--- START ---

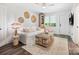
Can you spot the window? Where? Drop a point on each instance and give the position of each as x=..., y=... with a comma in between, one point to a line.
x=50, y=21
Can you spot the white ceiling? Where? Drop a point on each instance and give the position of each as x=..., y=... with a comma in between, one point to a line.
x=39, y=8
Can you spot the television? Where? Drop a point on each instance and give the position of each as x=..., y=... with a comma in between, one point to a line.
x=71, y=19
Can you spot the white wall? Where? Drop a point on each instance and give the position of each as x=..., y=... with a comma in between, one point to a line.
x=10, y=15
x=75, y=36
x=63, y=19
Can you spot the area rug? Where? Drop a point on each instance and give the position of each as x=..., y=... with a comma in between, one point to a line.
x=58, y=47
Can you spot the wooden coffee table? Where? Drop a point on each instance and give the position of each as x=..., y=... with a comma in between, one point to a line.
x=44, y=39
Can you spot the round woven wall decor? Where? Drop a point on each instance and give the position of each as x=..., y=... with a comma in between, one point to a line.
x=26, y=14
x=21, y=19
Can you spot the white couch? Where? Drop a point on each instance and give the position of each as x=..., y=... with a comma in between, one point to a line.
x=29, y=37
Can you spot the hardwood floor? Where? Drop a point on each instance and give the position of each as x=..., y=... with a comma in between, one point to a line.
x=10, y=50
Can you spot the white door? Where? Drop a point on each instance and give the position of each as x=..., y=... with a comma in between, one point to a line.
x=64, y=24
x=76, y=26
x=2, y=26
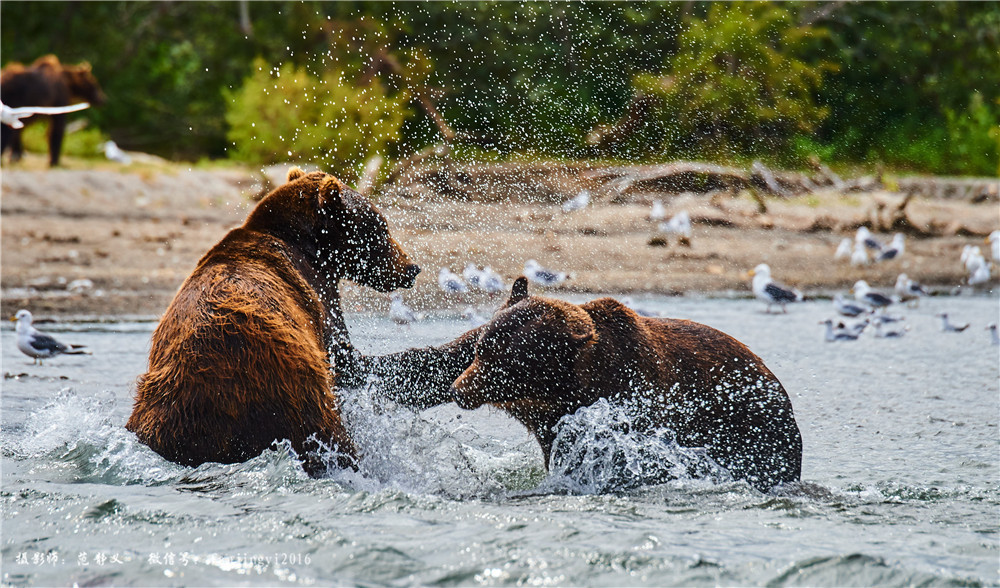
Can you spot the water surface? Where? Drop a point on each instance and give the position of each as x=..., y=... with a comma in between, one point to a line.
x=901, y=478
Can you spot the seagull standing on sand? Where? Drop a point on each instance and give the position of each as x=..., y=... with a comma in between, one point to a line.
x=894, y=250
x=581, y=200
x=450, y=282
x=113, y=152
x=865, y=237
x=947, y=327
x=846, y=307
x=399, y=312
x=888, y=333
x=658, y=212
x=491, y=282
x=542, y=276
x=860, y=255
x=473, y=275
x=769, y=291
x=843, y=250
x=680, y=225
x=839, y=334
x=864, y=293
x=38, y=345
x=908, y=290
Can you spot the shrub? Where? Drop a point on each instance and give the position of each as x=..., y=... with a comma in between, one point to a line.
x=287, y=114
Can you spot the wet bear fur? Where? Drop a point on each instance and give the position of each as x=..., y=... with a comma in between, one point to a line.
x=540, y=359
x=46, y=82
x=241, y=356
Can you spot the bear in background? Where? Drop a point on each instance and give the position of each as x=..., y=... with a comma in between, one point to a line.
x=540, y=359
x=46, y=82
x=241, y=357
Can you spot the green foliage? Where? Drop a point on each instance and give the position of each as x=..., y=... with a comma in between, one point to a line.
x=735, y=85
x=287, y=114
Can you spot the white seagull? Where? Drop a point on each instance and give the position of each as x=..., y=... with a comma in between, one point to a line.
x=769, y=291
x=838, y=334
x=864, y=293
x=399, y=312
x=865, y=237
x=473, y=275
x=679, y=224
x=581, y=200
x=12, y=116
x=848, y=308
x=908, y=290
x=36, y=344
x=542, y=276
x=860, y=255
x=888, y=333
x=894, y=250
x=843, y=250
x=450, y=282
x=947, y=327
x=113, y=152
x=658, y=212
x=491, y=282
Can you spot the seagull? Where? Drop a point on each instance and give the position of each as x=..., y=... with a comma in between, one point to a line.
x=581, y=200
x=894, y=250
x=658, y=212
x=888, y=333
x=12, y=116
x=848, y=308
x=864, y=293
x=113, y=152
x=450, y=282
x=864, y=236
x=473, y=275
x=399, y=312
x=979, y=269
x=843, y=250
x=947, y=327
x=542, y=276
x=38, y=345
x=908, y=290
x=769, y=291
x=679, y=224
x=474, y=317
x=838, y=334
x=491, y=282
x=860, y=255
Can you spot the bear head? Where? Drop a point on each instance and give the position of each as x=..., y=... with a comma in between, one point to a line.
x=528, y=350
x=340, y=231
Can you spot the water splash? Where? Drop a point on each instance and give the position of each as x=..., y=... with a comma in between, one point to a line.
x=597, y=451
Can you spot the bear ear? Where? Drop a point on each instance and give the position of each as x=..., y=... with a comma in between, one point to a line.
x=518, y=292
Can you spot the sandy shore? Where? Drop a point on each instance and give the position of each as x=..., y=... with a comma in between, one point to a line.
x=97, y=242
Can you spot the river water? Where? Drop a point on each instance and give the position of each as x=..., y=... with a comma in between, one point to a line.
x=901, y=477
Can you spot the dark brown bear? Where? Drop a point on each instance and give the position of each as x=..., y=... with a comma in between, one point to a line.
x=240, y=358
x=540, y=359
x=45, y=83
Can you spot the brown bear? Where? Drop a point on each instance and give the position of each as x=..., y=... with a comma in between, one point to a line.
x=540, y=359
x=241, y=357
x=46, y=82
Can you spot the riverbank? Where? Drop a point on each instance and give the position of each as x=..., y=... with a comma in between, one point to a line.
x=90, y=242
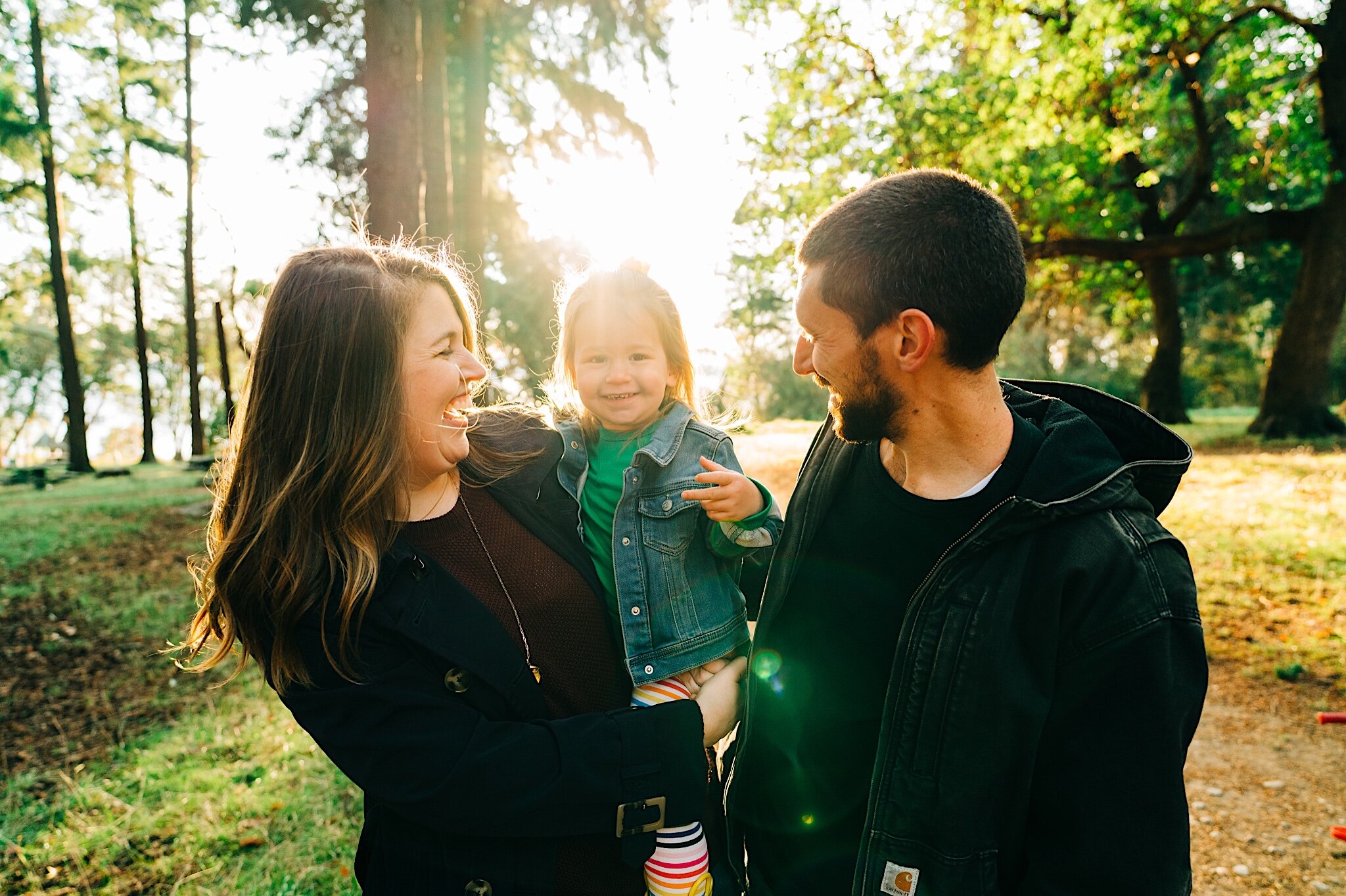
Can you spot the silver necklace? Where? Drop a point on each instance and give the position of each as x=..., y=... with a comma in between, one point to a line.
x=528, y=654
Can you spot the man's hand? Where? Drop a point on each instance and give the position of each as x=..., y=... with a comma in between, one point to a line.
x=731, y=497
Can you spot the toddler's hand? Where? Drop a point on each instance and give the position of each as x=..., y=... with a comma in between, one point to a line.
x=731, y=497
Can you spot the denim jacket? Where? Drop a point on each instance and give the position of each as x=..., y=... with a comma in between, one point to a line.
x=676, y=571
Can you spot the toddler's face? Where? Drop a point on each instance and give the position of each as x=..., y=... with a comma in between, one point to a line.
x=621, y=370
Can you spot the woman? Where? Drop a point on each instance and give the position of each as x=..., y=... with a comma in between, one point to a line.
x=421, y=599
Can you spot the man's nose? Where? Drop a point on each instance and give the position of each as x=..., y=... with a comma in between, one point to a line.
x=804, y=357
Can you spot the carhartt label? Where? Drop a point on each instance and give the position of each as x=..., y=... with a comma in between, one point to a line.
x=900, y=880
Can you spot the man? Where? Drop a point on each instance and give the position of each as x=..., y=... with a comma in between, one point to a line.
x=979, y=661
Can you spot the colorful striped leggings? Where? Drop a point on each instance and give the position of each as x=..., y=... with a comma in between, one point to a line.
x=680, y=864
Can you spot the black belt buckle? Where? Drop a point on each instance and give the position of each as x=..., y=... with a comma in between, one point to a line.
x=634, y=826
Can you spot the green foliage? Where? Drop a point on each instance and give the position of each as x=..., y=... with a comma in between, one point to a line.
x=1100, y=120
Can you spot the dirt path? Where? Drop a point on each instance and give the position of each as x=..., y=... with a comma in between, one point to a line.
x=1265, y=785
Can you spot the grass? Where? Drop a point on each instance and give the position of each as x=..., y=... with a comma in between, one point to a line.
x=88, y=513
x=223, y=794
x=233, y=798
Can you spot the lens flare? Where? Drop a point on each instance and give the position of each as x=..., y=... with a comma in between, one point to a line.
x=766, y=663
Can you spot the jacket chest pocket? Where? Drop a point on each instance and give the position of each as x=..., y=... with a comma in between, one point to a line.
x=668, y=521
x=935, y=658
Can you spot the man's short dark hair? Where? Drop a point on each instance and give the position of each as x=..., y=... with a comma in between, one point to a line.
x=931, y=240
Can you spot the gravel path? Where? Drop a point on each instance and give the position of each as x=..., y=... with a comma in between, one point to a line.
x=1265, y=786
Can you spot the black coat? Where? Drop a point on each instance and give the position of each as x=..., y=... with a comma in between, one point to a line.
x=467, y=783
x=1049, y=676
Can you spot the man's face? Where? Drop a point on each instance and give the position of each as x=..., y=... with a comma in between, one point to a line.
x=864, y=405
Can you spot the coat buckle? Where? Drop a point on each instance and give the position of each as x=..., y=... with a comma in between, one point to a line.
x=628, y=828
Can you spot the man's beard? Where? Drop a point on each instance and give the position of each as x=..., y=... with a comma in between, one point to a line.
x=871, y=408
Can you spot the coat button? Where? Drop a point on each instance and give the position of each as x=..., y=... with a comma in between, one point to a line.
x=457, y=680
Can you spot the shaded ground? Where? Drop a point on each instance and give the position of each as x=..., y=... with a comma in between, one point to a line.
x=88, y=598
x=1265, y=785
x=70, y=684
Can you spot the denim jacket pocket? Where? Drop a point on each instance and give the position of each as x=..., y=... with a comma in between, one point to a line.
x=668, y=521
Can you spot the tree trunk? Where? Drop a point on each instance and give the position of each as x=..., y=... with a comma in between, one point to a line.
x=1295, y=397
x=77, y=458
x=471, y=229
x=1161, y=388
x=189, y=275
x=392, y=74
x=128, y=179
x=439, y=186
x=222, y=347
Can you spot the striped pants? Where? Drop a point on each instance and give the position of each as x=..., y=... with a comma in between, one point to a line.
x=682, y=862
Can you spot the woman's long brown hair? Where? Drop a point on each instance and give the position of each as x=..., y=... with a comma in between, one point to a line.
x=309, y=494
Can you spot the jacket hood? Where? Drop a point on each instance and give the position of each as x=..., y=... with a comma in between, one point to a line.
x=1096, y=451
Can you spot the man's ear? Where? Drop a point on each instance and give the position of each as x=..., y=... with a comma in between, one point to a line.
x=914, y=340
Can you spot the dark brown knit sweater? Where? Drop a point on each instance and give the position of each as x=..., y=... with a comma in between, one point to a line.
x=569, y=638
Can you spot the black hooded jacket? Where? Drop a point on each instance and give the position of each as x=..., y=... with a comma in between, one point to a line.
x=1049, y=676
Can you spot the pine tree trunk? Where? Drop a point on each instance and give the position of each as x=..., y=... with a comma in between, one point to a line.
x=392, y=73
x=128, y=181
x=439, y=190
x=471, y=229
x=1295, y=397
x=189, y=275
x=222, y=347
x=1161, y=388
x=77, y=458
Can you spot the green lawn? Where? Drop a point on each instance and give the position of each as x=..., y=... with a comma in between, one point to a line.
x=217, y=792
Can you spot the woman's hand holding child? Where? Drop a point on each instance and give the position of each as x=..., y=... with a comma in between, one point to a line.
x=731, y=495
x=719, y=700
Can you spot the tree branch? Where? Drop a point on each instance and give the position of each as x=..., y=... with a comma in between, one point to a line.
x=1274, y=9
x=1202, y=166
x=871, y=66
x=1279, y=225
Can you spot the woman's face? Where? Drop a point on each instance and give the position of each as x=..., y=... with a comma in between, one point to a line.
x=438, y=372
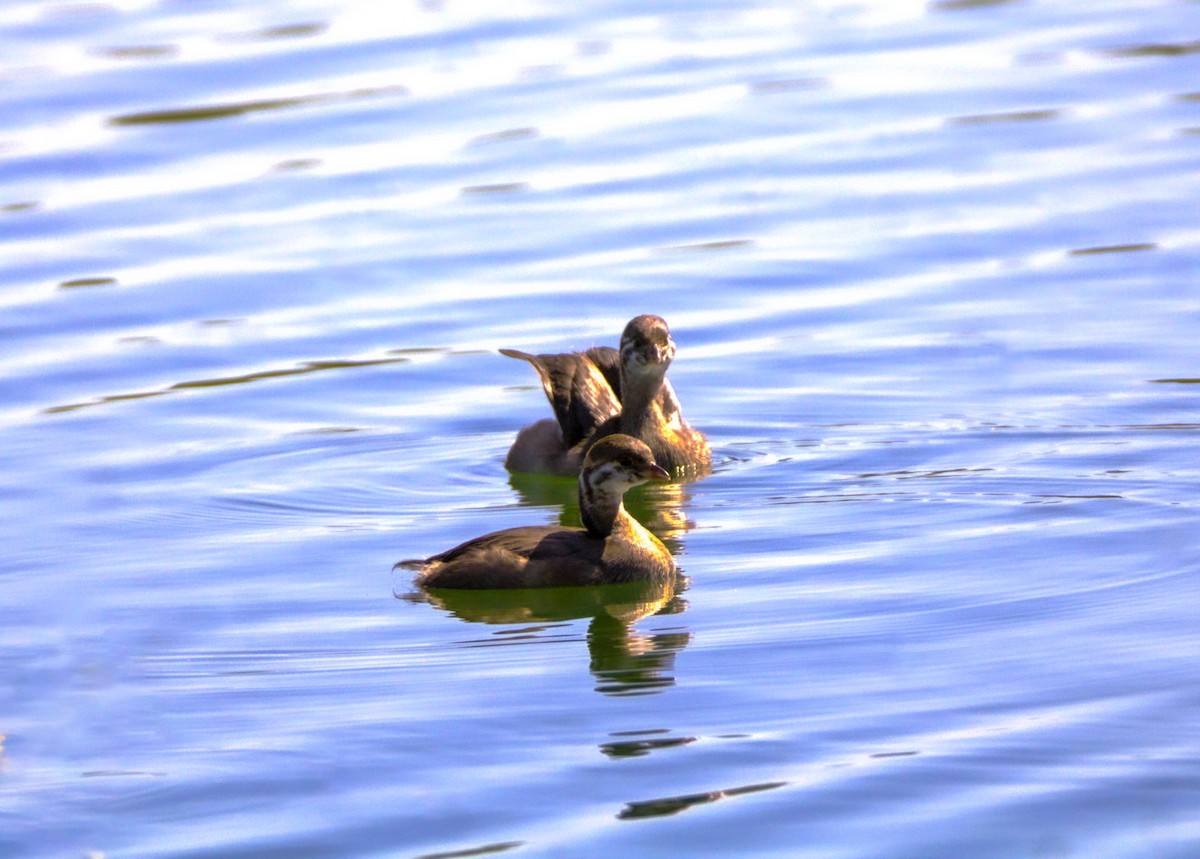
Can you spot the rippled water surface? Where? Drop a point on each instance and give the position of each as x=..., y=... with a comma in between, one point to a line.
x=933, y=271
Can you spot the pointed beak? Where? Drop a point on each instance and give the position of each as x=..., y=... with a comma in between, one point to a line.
x=653, y=472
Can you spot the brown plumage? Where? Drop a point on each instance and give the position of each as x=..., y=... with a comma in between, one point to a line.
x=604, y=391
x=613, y=546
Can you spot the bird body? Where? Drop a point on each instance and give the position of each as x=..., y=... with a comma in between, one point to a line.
x=612, y=547
x=604, y=391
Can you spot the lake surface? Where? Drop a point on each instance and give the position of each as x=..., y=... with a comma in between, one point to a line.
x=933, y=271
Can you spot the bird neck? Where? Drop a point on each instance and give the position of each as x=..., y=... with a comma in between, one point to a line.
x=599, y=510
x=637, y=396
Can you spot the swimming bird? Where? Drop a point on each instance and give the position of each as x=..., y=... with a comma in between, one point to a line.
x=612, y=547
x=604, y=391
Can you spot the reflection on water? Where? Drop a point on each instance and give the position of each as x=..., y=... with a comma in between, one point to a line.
x=934, y=264
x=673, y=805
x=623, y=660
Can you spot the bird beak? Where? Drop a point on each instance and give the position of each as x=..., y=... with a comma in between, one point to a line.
x=655, y=473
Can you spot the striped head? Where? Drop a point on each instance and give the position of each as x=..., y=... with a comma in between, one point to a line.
x=646, y=346
x=617, y=463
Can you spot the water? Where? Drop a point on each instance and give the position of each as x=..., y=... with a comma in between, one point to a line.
x=931, y=270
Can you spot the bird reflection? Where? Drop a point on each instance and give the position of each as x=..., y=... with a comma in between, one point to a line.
x=623, y=660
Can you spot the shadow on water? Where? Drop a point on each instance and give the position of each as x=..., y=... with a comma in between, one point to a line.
x=622, y=660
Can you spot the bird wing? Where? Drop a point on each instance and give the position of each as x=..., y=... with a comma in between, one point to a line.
x=581, y=388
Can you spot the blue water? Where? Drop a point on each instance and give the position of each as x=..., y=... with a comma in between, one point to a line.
x=931, y=269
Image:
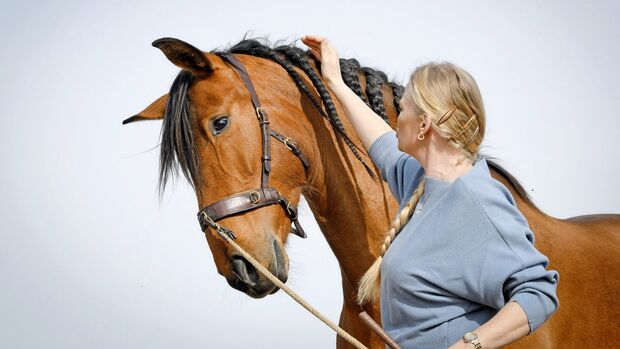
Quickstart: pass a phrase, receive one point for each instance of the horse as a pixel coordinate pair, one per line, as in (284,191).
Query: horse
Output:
(210,132)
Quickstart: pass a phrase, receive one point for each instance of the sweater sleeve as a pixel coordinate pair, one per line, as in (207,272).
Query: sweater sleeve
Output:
(508,266)
(397,168)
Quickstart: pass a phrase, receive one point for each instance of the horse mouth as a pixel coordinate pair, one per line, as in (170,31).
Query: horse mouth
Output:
(249,280)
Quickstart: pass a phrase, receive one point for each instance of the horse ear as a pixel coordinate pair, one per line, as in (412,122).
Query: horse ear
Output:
(184,55)
(155,111)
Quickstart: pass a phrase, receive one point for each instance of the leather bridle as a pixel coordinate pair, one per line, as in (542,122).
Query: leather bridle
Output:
(265,195)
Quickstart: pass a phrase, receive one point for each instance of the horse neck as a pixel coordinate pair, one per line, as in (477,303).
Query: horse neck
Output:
(351,208)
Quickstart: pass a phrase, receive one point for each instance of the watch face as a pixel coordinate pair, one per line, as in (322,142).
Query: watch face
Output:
(469,336)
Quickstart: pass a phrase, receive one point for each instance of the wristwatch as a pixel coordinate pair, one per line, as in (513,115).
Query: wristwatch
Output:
(472,338)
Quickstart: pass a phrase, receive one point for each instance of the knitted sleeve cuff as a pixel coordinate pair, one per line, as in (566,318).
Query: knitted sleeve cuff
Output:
(537,307)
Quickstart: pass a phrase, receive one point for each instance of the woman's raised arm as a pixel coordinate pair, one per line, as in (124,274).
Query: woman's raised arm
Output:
(367,124)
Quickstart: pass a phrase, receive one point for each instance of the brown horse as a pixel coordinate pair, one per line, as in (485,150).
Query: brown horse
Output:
(211,132)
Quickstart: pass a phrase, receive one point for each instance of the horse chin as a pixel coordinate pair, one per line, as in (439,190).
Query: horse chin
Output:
(257,290)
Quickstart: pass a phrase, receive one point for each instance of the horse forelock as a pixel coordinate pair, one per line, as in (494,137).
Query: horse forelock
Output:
(178,148)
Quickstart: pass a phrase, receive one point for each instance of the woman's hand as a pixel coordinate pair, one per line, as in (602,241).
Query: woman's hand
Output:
(326,53)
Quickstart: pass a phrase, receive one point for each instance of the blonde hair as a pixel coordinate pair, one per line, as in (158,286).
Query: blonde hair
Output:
(450,97)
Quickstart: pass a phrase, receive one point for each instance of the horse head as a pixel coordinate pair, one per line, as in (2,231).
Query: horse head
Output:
(213,132)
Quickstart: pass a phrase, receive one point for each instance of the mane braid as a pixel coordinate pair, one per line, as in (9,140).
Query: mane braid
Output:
(349,69)
(374,81)
(298,57)
(177,144)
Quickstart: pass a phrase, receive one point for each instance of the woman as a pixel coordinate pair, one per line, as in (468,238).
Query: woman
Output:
(463,272)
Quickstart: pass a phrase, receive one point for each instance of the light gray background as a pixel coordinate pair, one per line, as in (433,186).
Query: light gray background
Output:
(90,259)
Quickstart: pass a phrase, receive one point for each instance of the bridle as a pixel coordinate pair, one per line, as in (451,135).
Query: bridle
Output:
(265,195)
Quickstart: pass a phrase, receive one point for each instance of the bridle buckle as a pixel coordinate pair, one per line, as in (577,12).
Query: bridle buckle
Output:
(210,221)
(254,196)
(290,144)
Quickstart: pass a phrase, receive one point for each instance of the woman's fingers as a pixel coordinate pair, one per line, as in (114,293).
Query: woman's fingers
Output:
(321,48)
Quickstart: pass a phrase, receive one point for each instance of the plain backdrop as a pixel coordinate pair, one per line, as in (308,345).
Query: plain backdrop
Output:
(89,258)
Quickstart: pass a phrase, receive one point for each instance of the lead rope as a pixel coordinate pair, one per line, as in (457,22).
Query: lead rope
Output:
(342,333)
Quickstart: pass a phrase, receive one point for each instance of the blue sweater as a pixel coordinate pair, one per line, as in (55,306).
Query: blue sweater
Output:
(461,259)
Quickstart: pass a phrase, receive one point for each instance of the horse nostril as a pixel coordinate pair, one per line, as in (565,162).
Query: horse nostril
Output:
(244,270)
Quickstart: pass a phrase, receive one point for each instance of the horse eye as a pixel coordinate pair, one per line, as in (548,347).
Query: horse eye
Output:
(219,124)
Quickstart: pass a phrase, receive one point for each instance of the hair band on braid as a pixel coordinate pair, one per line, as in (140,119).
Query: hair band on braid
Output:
(450,111)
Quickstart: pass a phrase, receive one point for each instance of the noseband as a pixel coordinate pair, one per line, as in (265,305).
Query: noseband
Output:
(265,195)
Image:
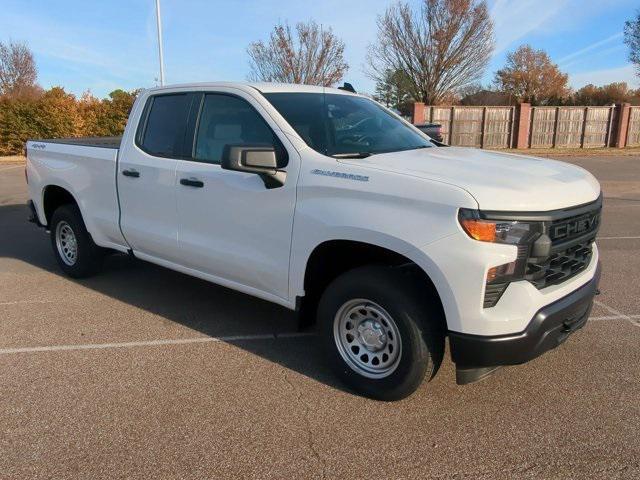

--- END ---

Search the listing for the string "rope". Copy each line where it is found.

Quickstart: pass a phrase, receive one point for each instance of the lead rope as a pixel coordinate pair, one per line, as in (457,22).
Query: lead rope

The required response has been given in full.